TASK:
Please render the lines of the records from the one containing "of the green" through the end of the records, inclusive, as a numbered list, omitting any blank lines.

[Stored data]
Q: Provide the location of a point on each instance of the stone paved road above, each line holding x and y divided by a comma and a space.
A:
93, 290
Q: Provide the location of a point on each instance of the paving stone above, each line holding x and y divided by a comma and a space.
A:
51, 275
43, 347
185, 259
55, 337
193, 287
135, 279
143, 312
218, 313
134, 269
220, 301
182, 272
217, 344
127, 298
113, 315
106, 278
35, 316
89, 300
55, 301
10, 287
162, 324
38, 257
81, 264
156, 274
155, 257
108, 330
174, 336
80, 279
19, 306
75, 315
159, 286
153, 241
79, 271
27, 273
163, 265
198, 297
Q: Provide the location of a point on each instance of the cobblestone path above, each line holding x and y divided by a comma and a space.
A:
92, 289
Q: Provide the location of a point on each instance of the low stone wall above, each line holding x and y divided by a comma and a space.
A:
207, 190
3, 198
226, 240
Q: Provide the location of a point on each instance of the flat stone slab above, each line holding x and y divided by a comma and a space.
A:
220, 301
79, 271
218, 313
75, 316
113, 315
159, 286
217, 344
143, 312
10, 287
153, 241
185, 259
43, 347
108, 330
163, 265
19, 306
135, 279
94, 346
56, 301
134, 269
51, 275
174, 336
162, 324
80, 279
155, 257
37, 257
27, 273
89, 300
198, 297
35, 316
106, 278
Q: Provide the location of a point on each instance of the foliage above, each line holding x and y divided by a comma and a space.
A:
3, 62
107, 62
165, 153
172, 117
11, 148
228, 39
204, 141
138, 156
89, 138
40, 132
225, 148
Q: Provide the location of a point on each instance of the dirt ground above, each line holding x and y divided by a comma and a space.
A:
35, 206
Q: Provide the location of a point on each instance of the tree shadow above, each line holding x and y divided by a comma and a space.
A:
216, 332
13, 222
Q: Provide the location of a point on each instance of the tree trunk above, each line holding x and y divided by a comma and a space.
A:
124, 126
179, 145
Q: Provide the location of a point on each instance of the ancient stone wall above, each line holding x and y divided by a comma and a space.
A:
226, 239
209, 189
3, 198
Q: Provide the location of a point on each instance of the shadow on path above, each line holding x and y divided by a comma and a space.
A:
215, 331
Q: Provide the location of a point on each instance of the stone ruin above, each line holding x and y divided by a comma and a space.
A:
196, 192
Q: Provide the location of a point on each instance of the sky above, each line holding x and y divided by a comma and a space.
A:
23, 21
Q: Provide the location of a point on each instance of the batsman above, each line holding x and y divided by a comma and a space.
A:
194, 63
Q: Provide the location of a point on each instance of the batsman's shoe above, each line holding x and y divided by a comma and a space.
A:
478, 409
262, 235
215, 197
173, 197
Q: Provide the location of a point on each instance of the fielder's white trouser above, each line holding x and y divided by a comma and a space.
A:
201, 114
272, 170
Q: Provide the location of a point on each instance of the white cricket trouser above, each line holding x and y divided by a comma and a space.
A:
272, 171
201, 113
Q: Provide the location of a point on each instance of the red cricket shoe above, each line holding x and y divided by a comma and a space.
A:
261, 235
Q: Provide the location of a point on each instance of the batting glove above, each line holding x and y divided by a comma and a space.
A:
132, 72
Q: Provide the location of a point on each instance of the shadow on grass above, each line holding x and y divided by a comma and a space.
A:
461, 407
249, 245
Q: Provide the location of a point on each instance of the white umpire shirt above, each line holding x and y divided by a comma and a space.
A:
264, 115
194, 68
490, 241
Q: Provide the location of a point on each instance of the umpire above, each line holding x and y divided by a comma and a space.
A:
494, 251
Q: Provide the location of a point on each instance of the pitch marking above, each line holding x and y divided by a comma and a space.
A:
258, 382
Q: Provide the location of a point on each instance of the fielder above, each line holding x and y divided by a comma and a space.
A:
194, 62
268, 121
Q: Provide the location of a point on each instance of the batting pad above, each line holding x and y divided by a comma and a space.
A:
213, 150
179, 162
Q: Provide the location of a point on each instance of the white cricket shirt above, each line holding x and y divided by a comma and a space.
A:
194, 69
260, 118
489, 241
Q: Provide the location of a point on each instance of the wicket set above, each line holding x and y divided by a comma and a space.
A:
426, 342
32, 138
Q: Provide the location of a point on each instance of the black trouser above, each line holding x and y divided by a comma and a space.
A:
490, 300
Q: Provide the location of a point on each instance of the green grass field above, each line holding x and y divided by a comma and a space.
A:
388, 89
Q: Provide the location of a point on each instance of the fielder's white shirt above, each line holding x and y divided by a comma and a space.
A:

FINISHED ANSWER:
1. Q: Provide the location of a point on each instance of the green grass field above, each line holding x and y divided by a comma and a space.
2. A:
3. 388, 89
4. Q: Provide the location of a point on each instance of the fielder's white shirt above, each line holding x and y divided by a comma and a space.
5. A:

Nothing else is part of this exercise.